## [LISTING]

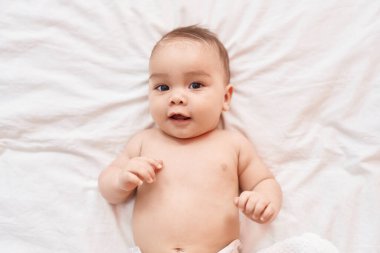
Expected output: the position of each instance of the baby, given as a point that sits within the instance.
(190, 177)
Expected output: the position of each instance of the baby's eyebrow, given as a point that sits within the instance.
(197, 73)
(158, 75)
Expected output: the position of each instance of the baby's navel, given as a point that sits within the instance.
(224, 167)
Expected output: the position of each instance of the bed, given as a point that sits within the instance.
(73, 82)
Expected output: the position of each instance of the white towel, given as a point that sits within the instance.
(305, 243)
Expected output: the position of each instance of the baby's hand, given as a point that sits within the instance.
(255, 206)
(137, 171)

==

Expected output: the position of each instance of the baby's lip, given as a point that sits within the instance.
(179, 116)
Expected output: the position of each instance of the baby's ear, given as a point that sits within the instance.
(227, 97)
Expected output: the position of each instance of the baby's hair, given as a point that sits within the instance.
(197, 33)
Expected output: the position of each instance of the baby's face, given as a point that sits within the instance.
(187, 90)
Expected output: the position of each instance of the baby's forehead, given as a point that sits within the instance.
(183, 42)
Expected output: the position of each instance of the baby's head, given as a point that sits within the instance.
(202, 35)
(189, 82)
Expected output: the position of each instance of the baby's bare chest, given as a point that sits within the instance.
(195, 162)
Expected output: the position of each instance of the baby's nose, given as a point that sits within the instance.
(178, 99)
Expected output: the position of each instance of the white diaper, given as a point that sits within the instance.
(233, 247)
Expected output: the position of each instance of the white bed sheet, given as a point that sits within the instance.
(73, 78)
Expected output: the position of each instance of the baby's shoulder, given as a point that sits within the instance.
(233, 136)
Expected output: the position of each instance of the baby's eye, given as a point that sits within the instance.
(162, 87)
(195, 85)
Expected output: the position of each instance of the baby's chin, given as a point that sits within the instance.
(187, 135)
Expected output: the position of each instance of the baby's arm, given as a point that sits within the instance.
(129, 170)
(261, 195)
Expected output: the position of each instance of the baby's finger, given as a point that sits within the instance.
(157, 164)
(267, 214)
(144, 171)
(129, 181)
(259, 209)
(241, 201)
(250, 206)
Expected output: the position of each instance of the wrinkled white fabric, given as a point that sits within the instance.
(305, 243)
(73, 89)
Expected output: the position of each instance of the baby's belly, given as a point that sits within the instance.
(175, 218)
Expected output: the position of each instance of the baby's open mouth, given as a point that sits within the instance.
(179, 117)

## [INSTRUCTIONS FOR THE TASK]
Gather every line above that contains the word "forehead" and copy each of them.

## [PROBLEM SOLUTION]
Expected output: the position of each instance of the baby's forehead, given as a point that sits within the instance.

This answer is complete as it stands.